**Exercise objective**.
Please retype the listing below exactly as it stands, skipping any pictures.
Given data Start Marker
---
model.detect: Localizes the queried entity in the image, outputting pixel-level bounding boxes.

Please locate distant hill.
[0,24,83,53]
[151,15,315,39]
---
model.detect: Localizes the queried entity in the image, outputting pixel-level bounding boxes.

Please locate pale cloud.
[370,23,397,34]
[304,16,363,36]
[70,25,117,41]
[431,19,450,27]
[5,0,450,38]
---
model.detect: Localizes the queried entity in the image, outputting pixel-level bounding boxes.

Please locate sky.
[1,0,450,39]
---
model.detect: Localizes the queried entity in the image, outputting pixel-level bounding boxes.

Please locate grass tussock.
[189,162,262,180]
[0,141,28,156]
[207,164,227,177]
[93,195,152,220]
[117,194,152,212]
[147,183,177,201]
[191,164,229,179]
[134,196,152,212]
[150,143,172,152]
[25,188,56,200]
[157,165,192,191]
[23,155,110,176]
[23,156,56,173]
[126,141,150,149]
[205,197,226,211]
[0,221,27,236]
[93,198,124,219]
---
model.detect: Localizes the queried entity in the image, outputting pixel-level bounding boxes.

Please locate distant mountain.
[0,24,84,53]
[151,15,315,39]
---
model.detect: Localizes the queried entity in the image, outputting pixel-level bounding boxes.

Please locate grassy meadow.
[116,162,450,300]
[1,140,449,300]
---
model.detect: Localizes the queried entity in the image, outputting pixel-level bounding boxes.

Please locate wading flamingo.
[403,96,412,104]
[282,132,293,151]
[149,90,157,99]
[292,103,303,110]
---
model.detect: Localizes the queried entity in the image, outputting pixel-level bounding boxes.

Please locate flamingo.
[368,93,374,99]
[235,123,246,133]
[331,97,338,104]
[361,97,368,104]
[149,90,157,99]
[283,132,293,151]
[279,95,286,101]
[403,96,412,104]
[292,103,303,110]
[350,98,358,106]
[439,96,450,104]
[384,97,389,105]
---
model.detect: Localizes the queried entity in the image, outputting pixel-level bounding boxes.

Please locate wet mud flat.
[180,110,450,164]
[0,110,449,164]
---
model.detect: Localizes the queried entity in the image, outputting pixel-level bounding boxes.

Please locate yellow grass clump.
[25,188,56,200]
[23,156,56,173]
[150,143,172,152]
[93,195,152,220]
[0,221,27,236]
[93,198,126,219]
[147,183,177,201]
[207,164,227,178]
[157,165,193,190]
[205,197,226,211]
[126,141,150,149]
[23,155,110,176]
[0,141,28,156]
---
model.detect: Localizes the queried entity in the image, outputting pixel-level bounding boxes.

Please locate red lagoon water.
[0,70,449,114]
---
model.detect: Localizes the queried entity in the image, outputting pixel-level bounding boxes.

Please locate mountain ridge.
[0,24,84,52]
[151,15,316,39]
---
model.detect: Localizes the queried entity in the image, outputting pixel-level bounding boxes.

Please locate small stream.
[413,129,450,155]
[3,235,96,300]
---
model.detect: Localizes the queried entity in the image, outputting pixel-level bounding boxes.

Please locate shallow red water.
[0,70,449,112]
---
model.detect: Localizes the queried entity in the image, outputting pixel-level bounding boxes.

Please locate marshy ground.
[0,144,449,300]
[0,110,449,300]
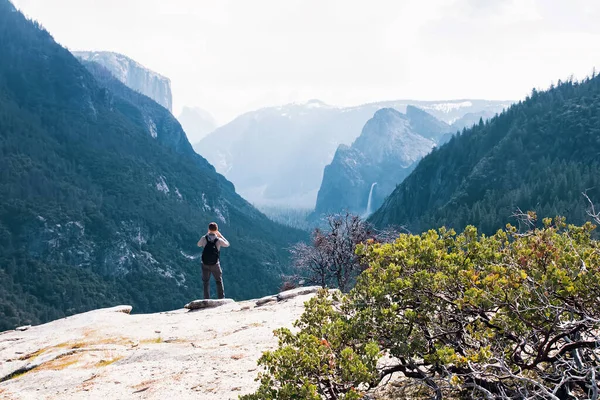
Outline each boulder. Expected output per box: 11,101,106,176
255,295,277,307
184,299,234,310
15,325,31,332
276,286,321,302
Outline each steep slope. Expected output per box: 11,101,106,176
73,51,173,112
0,1,305,332
313,108,443,217
80,61,192,155
179,106,217,143
371,77,600,234
405,105,452,141
196,99,510,208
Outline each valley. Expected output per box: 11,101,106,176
195,99,511,209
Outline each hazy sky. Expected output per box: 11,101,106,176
11,0,600,124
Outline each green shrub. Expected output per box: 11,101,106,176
243,218,600,399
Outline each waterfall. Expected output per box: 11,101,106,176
365,182,378,217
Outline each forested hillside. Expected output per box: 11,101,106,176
371,75,600,234
0,0,305,331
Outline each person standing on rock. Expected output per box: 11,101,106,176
197,222,230,299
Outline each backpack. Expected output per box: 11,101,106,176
202,235,220,265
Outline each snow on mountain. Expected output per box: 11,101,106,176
73,51,173,112
424,100,473,113
375,99,512,125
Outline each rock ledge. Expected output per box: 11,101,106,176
0,290,319,400
276,286,321,302
184,298,234,310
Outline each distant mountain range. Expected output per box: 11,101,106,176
178,106,218,143
0,1,305,331
73,51,173,112
196,99,512,208
370,77,600,235
313,106,451,218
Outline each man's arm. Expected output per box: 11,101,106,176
197,235,207,248
216,233,230,248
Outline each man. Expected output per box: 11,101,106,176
197,222,230,299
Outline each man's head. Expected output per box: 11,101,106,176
208,222,219,232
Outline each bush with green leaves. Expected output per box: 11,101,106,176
242,218,600,399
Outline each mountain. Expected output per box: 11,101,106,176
405,105,453,141
451,110,500,131
179,106,218,143
370,77,600,234
0,1,305,332
404,99,511,126
196,99,511,208
313,107,447,217
73,51,173,112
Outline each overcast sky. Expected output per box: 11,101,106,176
10,0,600,124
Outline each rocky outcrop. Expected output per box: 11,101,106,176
275,286,320,301
73,51,173,112
255,295,278,306
184,286,322,310
0,291,320,399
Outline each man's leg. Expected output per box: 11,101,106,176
212,264,225,299
202,264,211,299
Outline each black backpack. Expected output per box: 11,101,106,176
202,235,220,265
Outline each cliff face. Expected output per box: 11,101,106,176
313,108,445,217
73,51,173,112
Given data End Marker
**Exercise result**.
---
model.detect: Localizes the queried entity in the image, outputting pixel-level bounding boxes.

Please locate distant hill.
[0,24,83,53]
[151,15,315,39]
---
model.detect: Localizes the queried entity in the image, outputting pixel-level bounding boxes.

Please locate pale cloud.
[370,23,397,34]
[304,16,363,36]
[70,25,117,41]
[431,19,450,27]
[5,0,450,38]
---
model.detect: Localizes the queried entity in the image, outputting pixel-level bounding boxes.

Please locate sky.
[1,0,450,39]
---
model.detect: Localizes the queried entity in the image, outputting pixel-level bounding boxes.

Please locate grass tussock.
[189,162,262,180]
[0,141,28,156]
[207,164,227,177]
[93,195,152,220]
[117,194,152,212]
[147,183,177,201]
[191,164,229,179]
[134,196,152,212]
[150,143,172,152]
[25,188,56,200]
[157,165,192,191]
[23,155,110,176]
[23,156,56,173]
[126,141,150,149]
[205,197,226,211]
[0,221,27,236]
[93,198,124,219]
---
model.detect: Localizes the queried entity in the image, outputting pixel-level bounding boxes.

Please locate distant mountain.
[0,24,84,53]
[151,15,315,39]
---
model.detect: Localizes the queried entity in the image, outputting pixel-level bounding boxes.

Please locate grassy meadow.
[116,162,450,300]
[1,140,449,300]
---
model.detect: Localizes the queried entity in the image, outputting pixel-level bounding boxes.

Please locate wading flamingo.
[403,96,412,104]
[282,132,293,151]
[149,90,157,99]
[292,103,303,110]
---
model.detect: Localizes the queried entity in the image, outputting pixel-level bounding boxes.

Please locate flamingo.
[368,93,374,99]
[235,123,246,133]
[331,97,338,104]
[361,97,368,104]
[149,90,157,99]
[283,132,293,151]
[279,95,286,101]
[403,96,412,104]
[292,103,303,110]
[350,98,358,106]
[439,96,450,104]
[384,97,389,105]
---
model.detect: Localizes the queried entity in the image, outputting pixel-level bounding boxes.

Please locate wet mud flat.
[180,110,450,164]
[0,110,449,164]
---
model.detect: Localizes the queried entity in the image, outputting pixel-level bounding boxes.

Please locate yellow grass clump.
[25,188,56,200]
[23,156,56,173]
[150,143,172,152]
[93,195,152,220]
[0,221,27,236]
[93,198,126,219]
[147,183,177,201]
[207,164,227,178]
[157,165,193,190]
[205,197,226,211]
[126,141,150,149]
[23,155,110,176]
[0,141,28,156]
---
model.detect: Localizes the queried entity in the image, outputting pixel-level bounding boxes.

Please locate red lagoon water.
[0,70,449,114]
---
model.detect: Localizes the queried entity in the image, outputting pixel-level bounding boxes.

Please locate mountain ridge.
[0,24,84,52]
[151,15,316,39]
---
model.detect: Localizes the queried entity in the image, outputting pixel-level bounding boxes.

Please locate small stream.
[413,129,450,155]
[3,235,96,300]
---
model.detect: Localizes the queried entity in the image, outputting pixel-level bounding boxes.

Please locate shallow red water.
[0,70,449,112]
---
model.detect: Localizes the queried entity in the image, outputting pixel-level bounding boxes.

Please locate marshy ground.
[0,144,449,300]
[0,110,449,300]
Outline each boulder. Expected output per box: 11,101,106,176
255,295,277,307
184,299,234,310
15,325,31,332
276,286,321,302
Outline each steep slope. Expected output per box: 11,101,106,176
73,51,173,112
0,1,305,332
313,108,443,217
80,61,192,155
179,106,217,143
371,77,600,234
405,105,452,141
196,99,510,208
Outline each valley. Expected output per box: 11,101,106,176
195,99,511,209
Outline each hazy sky. Expected output per box: 11,101,106,176
11,0,600,124
Outline each green shrub. Expected output per box: 11,101,106,176
243,218,600,399
Outline each waterfall. Expected output per box: 11,101,106,176
365,182,378,217
Outline each forested hillside. Expected output per box: 11,101,106,176
371,75,600,234
0,0,305,331
Outline each person standing on rock. Expected output per box: 11,101,106,176
197,222,230,299
Outline each backpack. Expected output per box: 11,101,106,176
202,235,220,265
Outline each snow on mountain. Expected output per box: 11,101,106,176
73,51,173,112
424,100,473,113
375,99,512,125
Outline each rock ledge. Expected output per box: 11,101,106,176
0,290,319,400
276,286,321,302
184,298,234,310
Outline each distant mountain range. Expected output per box: 11,101,106,176
178,106,218,143
0,1,305,331
73,51,173,112
196,99,512,208
370,77,600,235
313,106,451,218
Outline each man's arm. Expected output per box: 11,101,106,176
197,235,207,248
216,233,230,248
Outline each man. Expected output per box: 11,101,106,176
197,222,230,299
Outline each man's head. Expected output per box: 11,101,106,176
208,222,219,232
Outline each bush with green leaves. Expected output per box: 11,101,106,176
242,218,600,399
Outline each mountain. Expected output per box: 11,101,106,176
405,105,453,141
451,110,500,131
179,106,218,143
370,77,600,234
0,1,305,332
404,99,511,126
196,99,511,208
313,107,447,217
73,51,173,112
Outline each overcast sky. Expected output per box: 11,101,106,176
10,0,600,124
Outline each rocky outcrop. Expected output per box: 11,101,106,176
275,286,320,301
73,51,173,112
255,295,278,306
184,286,322,310
0,291,320,399
Outline each man's leg. Expected output per box: 11,101,106,176
212,264,225,299
202,264,211,299
Outline each black backpack. Expected output per box: 11,101,106,176
202,235,220,265
Outline each cliff face. Expected output per box: 11,101,106,176
313,108,445,217
73,51,173,112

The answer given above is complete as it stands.